### [Source]

════════════════

Kafka is also ideal for web-scale enterprises. Consider this scenario: Say we are developing a multiplayer online game, where players communicate and operate within a virtual world. Players will often trade game items with each other, so trades must be flagged to ensure that players do not cheat. Real-time event flagging is necessary in this instance, and the best decisions are based on data that is cached on the game server memory (keep in mind the system has multiple game servers).
In order to effectively flag events in real-time, the game servers must accept user actions and process trade information in real-time to flag suspicious events. To process this information in real-time, however, it’s best to have the history of trade events for each user to reside in memory of a single server – this is where Kafka comes in. Kafka allows us to pass messages between multiple servers, while maintaining order within a topic.
Now, when a user logs in or makes a trade, the accepting server immediately sends the event into Kafka. Messages are then sent to consumers, each of which are part of the same topic group. All the data about a specific user arrives to the same event-processing server. Furthermore, when the event-processing server reads a user trade from Kafka, it adds the event to the user’s event history and caches it in local memory, making it easy to flag suspicious events without additional network or disk overhead. Kafka is extremely useful in this instance due to its high throughput and low latency. Kafka can also process close to a million events per second, making it valuable in virtual environments where big data must be consumed in real-time.
Kafka and Moogsoft Today
How is Moogsoft leveraging Kafka right now? To start, we have an expanding partnership with Cisco. Kafka allows Incident.MOOG to ingest and analyze data coming from Cisco’s software applications. Upon receiving these data streams, Incident.MOOG uses its machine learning algorithms to correlate alerts in real-time, determining the full narrative of service-impacting incidents. Various Cisco teams use this data to gain full 360-degree situational awareness across their entire application production stack, so they can catch and resolve service impacting incidents before customers are affected. Kafka also enables applications like Moogsoft to publish ‘enriched data’ back onto Kafka for the advantage of other application subscribers.

════════════════

### [Items]
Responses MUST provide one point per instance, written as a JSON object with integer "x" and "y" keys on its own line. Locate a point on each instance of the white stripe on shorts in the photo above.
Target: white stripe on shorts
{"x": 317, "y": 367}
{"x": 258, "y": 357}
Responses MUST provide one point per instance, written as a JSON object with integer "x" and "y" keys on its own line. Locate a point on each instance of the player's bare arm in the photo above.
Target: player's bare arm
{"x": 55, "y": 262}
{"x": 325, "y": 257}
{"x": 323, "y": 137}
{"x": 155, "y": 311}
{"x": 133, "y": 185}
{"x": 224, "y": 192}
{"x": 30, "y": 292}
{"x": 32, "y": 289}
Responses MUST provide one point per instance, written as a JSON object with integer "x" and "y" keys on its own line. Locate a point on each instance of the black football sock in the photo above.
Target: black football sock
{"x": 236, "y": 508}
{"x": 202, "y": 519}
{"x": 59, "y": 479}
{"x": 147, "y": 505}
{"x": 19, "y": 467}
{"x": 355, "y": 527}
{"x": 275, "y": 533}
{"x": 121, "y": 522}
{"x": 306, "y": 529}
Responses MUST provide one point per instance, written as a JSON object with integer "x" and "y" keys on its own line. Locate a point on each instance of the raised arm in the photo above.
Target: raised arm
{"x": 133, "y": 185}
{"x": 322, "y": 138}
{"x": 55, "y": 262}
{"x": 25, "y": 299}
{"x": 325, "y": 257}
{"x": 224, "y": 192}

════════════════

### [Exercise requirements]
(a) In the Kafka passage, how many events per second can Kafka process?
(b) Resume the passage on Kafka and Moogsoft, picking up right after its final sentence.

### [Answers for the exercise]
(a) Close to a million events per second.

(b)
One use case is a Cisco virtual CPE solution across an SDN/NFV framework. Moogsoft ingests real-time event streams from the various Cisco components through its Kafka LAM, and provides the service assurance layer for this Cisco offering. Along with Moogsoft, other applications like SevOne and Ontology consume messages relevant to their specific use cases, with data published in a friendly format using the single ingress (Kafka) adapter.
In another use case, Cisco IT is aggregating messages from several of its own production applications (ESC and NSO), along with third party applications (Nagios, Logstash, etc.). Kafka enables these Cisco’s applications to be distributed across the network, while also allowing third party applications (like Moogsoft) to also consume those applications’ messages without increasing the workload on those applications, or having to provide custom integrations.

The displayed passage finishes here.